_Try it:_
Would you reproduce every record exactly, leaving out the pictures?

_Data for this exercise:_
⁂

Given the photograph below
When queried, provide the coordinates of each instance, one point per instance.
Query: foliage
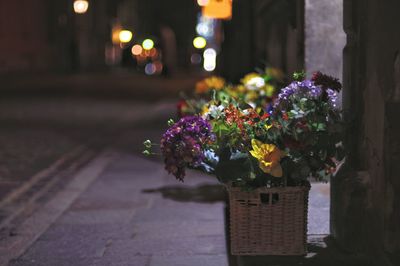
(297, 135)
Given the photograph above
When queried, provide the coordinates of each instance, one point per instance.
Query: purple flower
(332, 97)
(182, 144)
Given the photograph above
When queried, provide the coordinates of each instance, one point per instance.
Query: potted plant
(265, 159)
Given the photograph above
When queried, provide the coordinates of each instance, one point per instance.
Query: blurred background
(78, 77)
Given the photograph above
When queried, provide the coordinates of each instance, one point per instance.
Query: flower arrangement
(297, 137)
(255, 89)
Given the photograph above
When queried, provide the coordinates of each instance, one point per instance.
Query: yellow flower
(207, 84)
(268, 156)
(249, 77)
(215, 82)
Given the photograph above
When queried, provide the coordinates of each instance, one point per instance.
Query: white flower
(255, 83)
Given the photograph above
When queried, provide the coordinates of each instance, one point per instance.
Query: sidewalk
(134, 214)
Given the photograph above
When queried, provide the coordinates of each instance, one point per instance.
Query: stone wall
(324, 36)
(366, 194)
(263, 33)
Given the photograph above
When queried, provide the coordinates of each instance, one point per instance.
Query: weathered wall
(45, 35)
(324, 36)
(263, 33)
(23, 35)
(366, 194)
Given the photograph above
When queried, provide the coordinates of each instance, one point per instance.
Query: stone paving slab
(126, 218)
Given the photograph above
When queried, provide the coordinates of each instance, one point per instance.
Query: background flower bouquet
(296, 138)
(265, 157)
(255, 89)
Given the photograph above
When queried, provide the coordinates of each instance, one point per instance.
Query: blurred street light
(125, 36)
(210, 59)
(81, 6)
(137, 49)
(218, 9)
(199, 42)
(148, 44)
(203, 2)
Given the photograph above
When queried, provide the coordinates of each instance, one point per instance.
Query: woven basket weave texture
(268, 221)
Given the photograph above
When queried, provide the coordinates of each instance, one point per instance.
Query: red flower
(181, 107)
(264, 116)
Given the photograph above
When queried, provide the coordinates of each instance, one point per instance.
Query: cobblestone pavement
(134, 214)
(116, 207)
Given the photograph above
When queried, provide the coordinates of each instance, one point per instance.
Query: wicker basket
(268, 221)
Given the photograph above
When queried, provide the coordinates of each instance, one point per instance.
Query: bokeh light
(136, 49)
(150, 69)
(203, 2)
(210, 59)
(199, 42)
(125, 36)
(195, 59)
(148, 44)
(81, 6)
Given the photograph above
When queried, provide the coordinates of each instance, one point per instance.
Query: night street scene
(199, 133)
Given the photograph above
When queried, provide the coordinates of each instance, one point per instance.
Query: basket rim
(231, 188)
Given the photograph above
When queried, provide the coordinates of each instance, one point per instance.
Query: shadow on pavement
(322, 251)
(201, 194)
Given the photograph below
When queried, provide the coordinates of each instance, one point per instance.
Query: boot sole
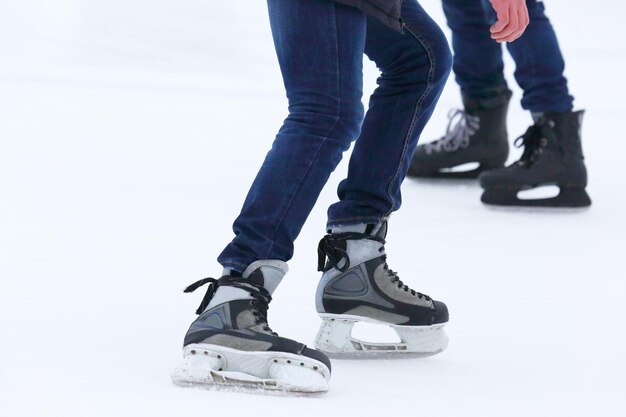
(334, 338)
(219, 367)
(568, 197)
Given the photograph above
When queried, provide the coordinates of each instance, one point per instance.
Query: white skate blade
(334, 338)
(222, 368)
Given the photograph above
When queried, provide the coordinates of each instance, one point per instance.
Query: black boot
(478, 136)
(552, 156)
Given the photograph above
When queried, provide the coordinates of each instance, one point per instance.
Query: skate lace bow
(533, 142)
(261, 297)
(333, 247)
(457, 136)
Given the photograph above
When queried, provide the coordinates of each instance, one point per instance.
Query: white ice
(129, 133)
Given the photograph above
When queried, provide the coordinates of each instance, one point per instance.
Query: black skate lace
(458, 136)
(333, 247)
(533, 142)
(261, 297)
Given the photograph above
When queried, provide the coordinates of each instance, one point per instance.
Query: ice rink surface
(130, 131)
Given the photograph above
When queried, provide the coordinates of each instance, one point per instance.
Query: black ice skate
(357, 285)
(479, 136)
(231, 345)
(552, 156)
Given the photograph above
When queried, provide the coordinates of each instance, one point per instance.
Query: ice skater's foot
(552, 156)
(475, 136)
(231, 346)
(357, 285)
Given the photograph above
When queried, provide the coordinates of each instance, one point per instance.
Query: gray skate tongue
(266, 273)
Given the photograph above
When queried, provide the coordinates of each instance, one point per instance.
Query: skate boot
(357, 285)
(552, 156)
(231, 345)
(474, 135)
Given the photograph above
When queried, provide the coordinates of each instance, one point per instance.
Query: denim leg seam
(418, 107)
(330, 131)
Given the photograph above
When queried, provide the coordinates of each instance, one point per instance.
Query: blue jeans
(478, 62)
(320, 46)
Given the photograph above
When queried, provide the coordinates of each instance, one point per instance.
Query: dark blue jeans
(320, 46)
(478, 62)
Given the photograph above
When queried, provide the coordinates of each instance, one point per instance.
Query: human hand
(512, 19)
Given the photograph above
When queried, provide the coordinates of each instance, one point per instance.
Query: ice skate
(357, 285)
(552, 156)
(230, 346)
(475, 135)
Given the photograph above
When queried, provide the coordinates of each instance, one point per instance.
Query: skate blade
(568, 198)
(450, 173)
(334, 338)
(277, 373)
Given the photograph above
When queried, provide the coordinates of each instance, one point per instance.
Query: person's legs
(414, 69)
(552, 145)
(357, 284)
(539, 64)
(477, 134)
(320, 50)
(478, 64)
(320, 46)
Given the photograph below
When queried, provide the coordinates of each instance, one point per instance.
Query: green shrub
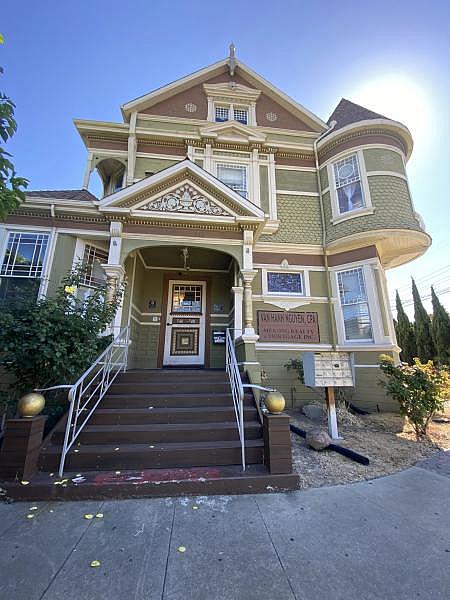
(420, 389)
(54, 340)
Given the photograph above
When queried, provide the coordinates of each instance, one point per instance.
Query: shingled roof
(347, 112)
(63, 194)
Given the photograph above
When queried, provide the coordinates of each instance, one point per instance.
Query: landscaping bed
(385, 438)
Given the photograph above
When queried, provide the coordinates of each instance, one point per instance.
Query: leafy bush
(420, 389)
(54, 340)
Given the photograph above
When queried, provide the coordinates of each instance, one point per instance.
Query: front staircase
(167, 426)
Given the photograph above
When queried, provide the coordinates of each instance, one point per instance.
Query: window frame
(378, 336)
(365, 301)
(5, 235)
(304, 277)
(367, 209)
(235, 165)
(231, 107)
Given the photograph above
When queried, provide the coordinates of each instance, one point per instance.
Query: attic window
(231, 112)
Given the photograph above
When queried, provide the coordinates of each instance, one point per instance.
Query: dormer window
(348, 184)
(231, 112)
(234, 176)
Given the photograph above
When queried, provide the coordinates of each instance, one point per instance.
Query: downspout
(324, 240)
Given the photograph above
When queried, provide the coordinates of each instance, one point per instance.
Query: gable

⁂

_Your solution:_
Given the photograph below
When queried, provide the coordinates of each instance, one point per instance.
Query: foliage
(297, 135)
Given the photograph above
When queried, provide the coordinates of each instance, one point per instance.
Query: purple flower
(332, 97)
(182, 144)
Given the photograph above
When queried, provide the coordinates of each instance, one point per instance.
Query: potted plant
(265, 159)
Given the photograph above
When queried, provide the coordinates of each instance, one point per instance.
Query: blurred background
(78, 77)
Given the photograph above
When queried, provide the coordinates of each instance, one point per instance.
Query: flower arrangement
(297, 137)
(255, 89)
Given the photograph above
When queried, provide the coordinates of each instance, one point per instance.
Query: yellow flower
(207, 84)
(268, 156)
(249, 77)
(215, 82)
Given the photograph above
When queried, provide the coordinates of each instance, one point per instance.
Query: white flower
(255, 83)
Given the photograph above
When queried, provide the coordinates of each instance, one point per instance.
Query: sidewalk
(134, 214)
Given the photograph above
When queried, provide the coordinates of each instance, one point per instance.
Query: stone wall
(324, 36)
(366, 194)
(263, 33)
Given the photograph above
When queried, provide the coordinates of each instance, one point per instance.
Query: weathered wall
(45, 35)
(324, 36)
(263, 33)
(23, 35)
(366, 194)
Given the photograph above
When queried, provide the coordinates of each instance, one point per instance.
Query: stone paving slab
(126, 218)
Given the photograph above
When queried, provide the coordinates of each instance, one point per instance.
Query: background flower bouquet
(296, 138)
(265, 157)
(255, 89)
Given the photograph above
When queried, provide the coordinates of each instance, one point per instance.
Query: blurred street light
(125, 36)
(210, 59)
(81, 6)
(137, 49)
(218, 9)
(199, 42)
(148, 44)
(203, 2)
Given the photograph above
When queried, provide the coordinates of each instance, one point per instance.
Query: woven basket weave texture
(268, 221)
Given the photograph above
When queried, provide the coordinates of each instance, one point per instance.
Query: red flower
(181, 107)
(264, 116)
Given the photograph above
When queried, provide the coordinates of each instance, one point per instance.
Query: cobblestone pavement
(134, 214)
(116, 207)
Given the photograph above
When queried, provide the coordinates of each instance, one point per instance.
Query: wicker basket
(268, 221)
Given the photograph above
When queried, provide the coordinates of each instance, one point per instance.
Query: bokeh light
(136, 49)
(150, 69)
(203, 2)
(210, 59)
(199, 42)
(125, 36)
(195, 59)
(148, 44)
(81, 6)
Given the photograph above
When queried, provide the coordinates of each instance, one point per instance.
Query: night street scene
(199, 133)
Given the photograph above
When queried, provide the coordinates of each instance, one point per instance.
Query: basket rim
(231, 188)
Given the photograph above
When queried, provide the coordinates of each instance, one point per instance.
Query: shadow on pavement
(322, 251)
(201, 194)
Given the photograph below
When queried, provide the coordinates of each instance, one point per instance.
Query: boot sole
(334, 338)
(219, 367)
(568, 197)
Given the photograph above
When queried, provide the coordinates of each instance, one point per instance.
Query: white skate blade
(334, 338)
(222, 368)
Given the photograph above
When queried, provide the coordinates of each instance, one point per instance.
Query: black boot
(478, 136)
(552, 156)
Given the photograph above
When queried, provide the coordinates of each instance, one point per instance.
Query: skate lace bow
(533, 142)
(261, 297)
(333, 247)
(457, 136)
Given the photograph above
When queried, provide the coordinates of each instance, one point per instance.
Query: white ice
(129, 133)
Given the photograph above
When queried, provide the coordinates of each instance, one point per instance.
Query: black skate lace
(458, 136)
(333, 247)
(533, 142)
(261, 297)
Given the photograph above
When queried, provide the coordinates of each instance, one point per instance.
Query: ice rink surface
(130, 131)
Given the photograph above
When queried, provide the coordinates of each instance, one point per instance.
Query: black ice skate
(357, 285)
(479, 136)
(231, 345)
(552, 156)
Given the photograph above
When queried, provide the coordinates of each instance, one point per instance.
Query: ice skater's foot
(552, 156)
(475, 136)
(231, 346)
(357, 285)
Given the photograph above
When queried, provide the coordinates of each instance, one point per instance.
Query: gray skate tongue
(266, 273)
Given the photograph above
When queried, provide the coordinates of each instance, one point per instance.
Query: skate boot
(357, 285)
(552, 156)
(231, 345)
(474, 135)
Given the photograph above
When queried, provide the coordinates of each instance, one point per instance.
Query: denim leg seam
(418, 107)
(330, 131)
Given the photograph above
When queried, provide the coordinates of each instance, one point per instance.
Query: blue jeans
(478, 62)
(320, 46)
Given the photograph above
When queried, provide the coordinates of each instance, one point per instance.
Query: dark blue jeans
(320, 46)
(478, 62)
Given the photograph above
When queried, provide the coordinates of each instance, one point per instance.
Query: human hand
(512, 19)
Given the photograph above
When queried, provide the coordinates of each instance, one point per instance.
Query: ice skate
(357, 285)
(552, 156)
(230, 346)
(475, 135)
Given the photograph above
When queried, provide the coordinates of each instance, one point per instance.
Query: skate blade
(568, 198)
(450, 173)
(334, 338)
(277, 373)
Given the photograph above
When queried, provide the coordinates of each instance, one point per instance.
Query: person's legs
(414, 69)
(552, 145)
(357, 284)
(539, 64)
(477, 134)
(320, 50)
(478, 64)
(320, 46)
Given the photograph below
When queried, provide the coordinates of each instance, one point per instance.
Query: green shrub
(420, 389)
(54, 340)
Given the photograph above
When queried, provide the coordinates of each instance, one point per instance.
Query: shingled roof
(347, 112)
(63, 194)
Given the photograph above
When queried, provide the coordinates of each instance, one point per instance.
Query: landscaping bed
(385, 438)
Given the photograph above
When queried, provide the coordinates of each instance, one point per instance.
Query: leafy bush
(420, 389)
(54, 340)
Given the photograph above
When queried, provide the coordinates of each instance, one point per instance.
Query: front staircase
(167, 426)
Given the photograph above
When queried, provide the coordinates of each instance, one point per instance.
Query: window frame
(378, 336)
(365, 301)
(5, 235)
(304, 277)
(367, 209)
(235, 165)
(231, 107)
Given the photograph above
When queried, provide the coordinates of each instance, one point per instance.
Query: attic window
(231, 112)
Given the photograph above
When queried, provide the coordinates of each instance, one point per instance.
Query: dormer window
(348, 184)
(231, 112)
(234, 176)
Given the photograph above
When queried, provide the coordinates of each instance, one point per instance.
Query: downspout
(324, 240)
Given the photograph above
When queried, provide the coordinates of each instance, one point per instance.
Query: gable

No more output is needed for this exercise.